- **Brief**
Translate this sentence from the Alaska Supreme Court case heading below into Spanish: "Heather H. Grahame, Dorsey & Whitney LLP and James N. Reeves, Municipal Attorney, Anchorage, for Appellant."

##### Selected passage #####

Supreme Court of Alaska

September 4, 2009

MUNICIPALITY OF ANCHORAGE d/b/a Anchorage Water & Wastewater Utility, Appellant,
v.
REGULATORY COMMISSION OF ALASKA, and the Attorney General for the State of Alaska, Appellees.

Page 328

Heather H. Grahame, Dorsey & Whitney LLP and James N. Reeves, Municipal Attorney, Anchorage, for Appellant.

Robert Stoller, Assistant Attorney General, and Steve DeVries, Assistant Attorney General, Anchorage, Talis J. Colberg, Attorney General, Juneau, for Appellees.

Before : FABE, Chief Justice, MATTHEWS, EASTAUGH, CARPENETI, and WINFREE, Justices.

OPINION

WINFREE, Justice.

##### Data provided #####

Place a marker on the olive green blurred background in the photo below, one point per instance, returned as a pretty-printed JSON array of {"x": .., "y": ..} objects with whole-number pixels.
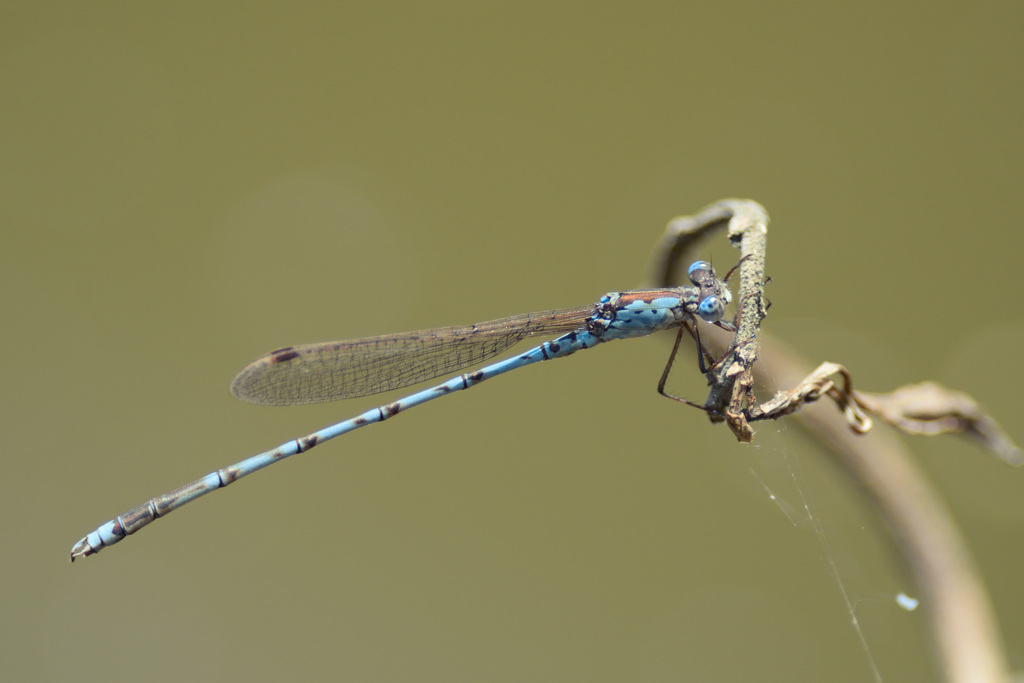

#####

- **Solved exercise**
Heather H. Grahame, de Dorsey & Whitney LLP, y James N. Reeves, abogado municipal, Anchorage, en representación de la parte apelante.